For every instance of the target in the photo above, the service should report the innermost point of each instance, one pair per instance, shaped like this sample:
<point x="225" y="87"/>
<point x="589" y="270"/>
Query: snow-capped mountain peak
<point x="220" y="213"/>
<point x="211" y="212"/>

* * * * *

[Brief] Rewrite the records above, substituting "occurrence" for each "instance" and leaving all other text unchanged.

[Output of the task]
For every occurrence of the target in the photo above, the service should report the innermost point of each occurrence, one pair per occurrence, shaped like this sample:
<point x="225" y="87"/>
<point x="589" y="270"/>
Query: snow-capped mountain peak
<point x="220" y="213"/>
<point x="211" y="212"/>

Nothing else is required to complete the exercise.